• RECORDS SHOWN:

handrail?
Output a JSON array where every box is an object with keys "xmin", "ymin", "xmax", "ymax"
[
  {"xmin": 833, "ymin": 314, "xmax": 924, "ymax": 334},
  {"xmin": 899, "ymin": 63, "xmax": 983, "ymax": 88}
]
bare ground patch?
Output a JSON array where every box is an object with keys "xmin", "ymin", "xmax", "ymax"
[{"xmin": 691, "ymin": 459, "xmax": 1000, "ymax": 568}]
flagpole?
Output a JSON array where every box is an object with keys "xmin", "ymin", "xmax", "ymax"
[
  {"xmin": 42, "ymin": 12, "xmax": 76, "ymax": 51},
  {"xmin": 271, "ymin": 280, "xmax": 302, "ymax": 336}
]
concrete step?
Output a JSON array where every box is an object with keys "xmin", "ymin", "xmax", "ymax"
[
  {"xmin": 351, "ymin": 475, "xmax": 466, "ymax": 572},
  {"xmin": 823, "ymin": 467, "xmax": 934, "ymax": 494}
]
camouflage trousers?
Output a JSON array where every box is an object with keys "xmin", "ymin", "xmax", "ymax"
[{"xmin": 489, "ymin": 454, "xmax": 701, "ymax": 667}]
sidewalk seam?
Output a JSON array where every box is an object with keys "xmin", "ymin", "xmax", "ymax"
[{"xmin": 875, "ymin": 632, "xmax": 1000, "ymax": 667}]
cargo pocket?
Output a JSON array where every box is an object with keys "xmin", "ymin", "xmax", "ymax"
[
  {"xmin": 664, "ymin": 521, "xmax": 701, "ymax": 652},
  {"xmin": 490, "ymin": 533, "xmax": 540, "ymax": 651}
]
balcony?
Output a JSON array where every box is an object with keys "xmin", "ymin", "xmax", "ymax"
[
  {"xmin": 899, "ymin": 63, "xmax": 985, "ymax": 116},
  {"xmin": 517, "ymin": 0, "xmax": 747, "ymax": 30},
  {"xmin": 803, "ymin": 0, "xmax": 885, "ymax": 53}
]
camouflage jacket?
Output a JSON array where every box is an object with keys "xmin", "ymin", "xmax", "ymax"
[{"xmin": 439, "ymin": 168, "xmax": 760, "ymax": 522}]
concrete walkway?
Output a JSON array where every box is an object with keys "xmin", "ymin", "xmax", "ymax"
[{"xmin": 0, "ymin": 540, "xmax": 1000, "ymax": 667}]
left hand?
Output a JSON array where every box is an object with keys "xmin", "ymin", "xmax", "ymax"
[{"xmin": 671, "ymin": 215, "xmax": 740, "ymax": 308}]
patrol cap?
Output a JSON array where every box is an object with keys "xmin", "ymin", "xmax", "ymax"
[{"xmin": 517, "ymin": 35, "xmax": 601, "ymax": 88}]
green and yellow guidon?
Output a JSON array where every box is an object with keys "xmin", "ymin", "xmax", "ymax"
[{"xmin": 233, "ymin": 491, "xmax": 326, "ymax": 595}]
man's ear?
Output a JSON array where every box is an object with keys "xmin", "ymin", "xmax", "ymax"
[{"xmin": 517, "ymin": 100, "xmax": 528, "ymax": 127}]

• DESCRIPTION OF THE TASK: Lay out every line of the rows above as a Markdown table with two columns, Number and Entry. Number the lines in order and leave out any blank lines.

• FINAL ANSWER:
| Number | Entry |
|---|---|
| 1 | handrail? |
| 2 | Output a JSON array where every box is an object with keys "xmin", "ymin", "xmax", "ymax" |
| 3 | [ |
| 4 |   {"xmin": 833, "ymin": 314, "xmax": 924, "ymax": 334}, |
| 5 |   {"xmin": 899, "ymin": 63, "xmax": 983, "ymax": 88} |
| 6 | ] |
| 7 | bare ground patch? |
| 8 | Output a JSON array where every box is an object with keys "xmin", "ymin", "xmax", "ymax" |
| 9 | [{"xmin": 691, "ymin": 459, "xmax": 1000, "ymax": 568}] |
| 10 | flagpole? |
| 11 | Output a JSON array where every box is an object with keys "xmin", "ymin", "xmax", "ymax" |
| 12 | [ |
| 13 |   {"xmin": 42, "ymin": 12, "xmax": 76, "ymax": 51}, |
| 14 |   {"xmin": 271, "ymin": 280, "xmax": 302, "ymax": 336} |
| 15 | ] |
| 16 | concrete step? |
| 17 | Output a JSON array where every box is an object with keys "xmin", "ymin", "xmax", "ymax" |
| 18 | [ |
| 19 |   {"xmin": 351, "ymin": 475, "xmax": 466, "ymax": 572}, |
| 20 |   {"xmin": 823, "ymin": 467, "xmax": 934, "ymax": 494} |
| 21 | ] |
| 22 | camouflage trousers? |
| 23 | Output a JSON array where every box is an object with keys "xmin", "ymin", "xmax", "ymax" |
| 24 | [{"xmin": 489, "ymin": 454, "xmax": 701, "ymax": 667}] |
| 25 | sidewalk seam? |
| 26 | Output a JSON array where every box is an object with keys "xmin", "ymin", "xmax", "ymax" |
| 27 | [{"xmin": 875, "ymin": 632, "xmax": 1000, "ymax": 667}] |
| 28 | cargo pocket? |
| 29 | Output a JSON array where every box is an object with keys "xmin", "ymin", "xmax", "ymax" |
| 30 | [ |
| 31 |   {"xmin": 664, "ymin": 521, "xmax": 701, "ymax": 652}, |
| 32 |   {"xmin": 490, "ymin": 533, "xmax": 540, "ymax": 651} |
| 33 | ] |
| 34 | balcony? |
| 35 | Output a JSON array where every box is an object with keys "xmin", "ymin", "xmax", "ymax" |
| 36 | [ |
| 37 |   {"xmin": 899, "ymin": 63, "xmax": 985, "ymax": 116}, |
| 38 |   {"xmin": 517, "ymin": 0, "xmax": 747, "ymax": 30}, |
| 39 |   {"xmin": 803, "ymin": 0, "xmax": 885, "ymax": 53} |
| 40 | ] |
| 41 | camouflage jacket? |
| 42 | Output a JSON array where every box is an object with keys "xmin", "ymin", "xmax", "ymax" |
| 43 | [{"xmin": 439, "ymin": 168, "xmax": 760, "ymax": 522}] |
| 44 | concrete walkway? |
| 45 | Output a JSON array where every box is an object with keys "xmin", "ymin", "xmax", "ymax" |
| 46 | [{"xmin": 0, "ymin": 540, "xmax": 1000, "ymax": 667}] |
| 47 | left hand? |
| 48 | Output a JSON array where every box is an object with keys "xmin", "ymin", "xmax", "ymax" |
| 49 | [{"xmin": 671, "ymin": 215, "xmax": 740, "ymax": 308}] |
| 50 | patrol cap? |
| 51 | Output a JSON array where every box is an object with keys "xmin", "ymin", "xmax", "ymax" |
| 52 | [{"xmin": 517, "ymin": 35, "xmax": 601, "ymax": 88}] |
| 53 | green and yellow guidon? |
| 54 | Output a JSON array where every box is an object with keys "xmin", "ymin", "xmax", "ymax" |
| 55 | [{"xmin": 233, "ymin": 491, "xmax": 326, "ymax": 595}] |
| 56 | man's ear? |
| 57 | Output a JSON array where every box is an object with keys "xmin", "ymin", "xmax", "ymax" |
| 58 | [{"xmin": 517, "ymin": 100, "xmax": 528, "ymax": 127}] |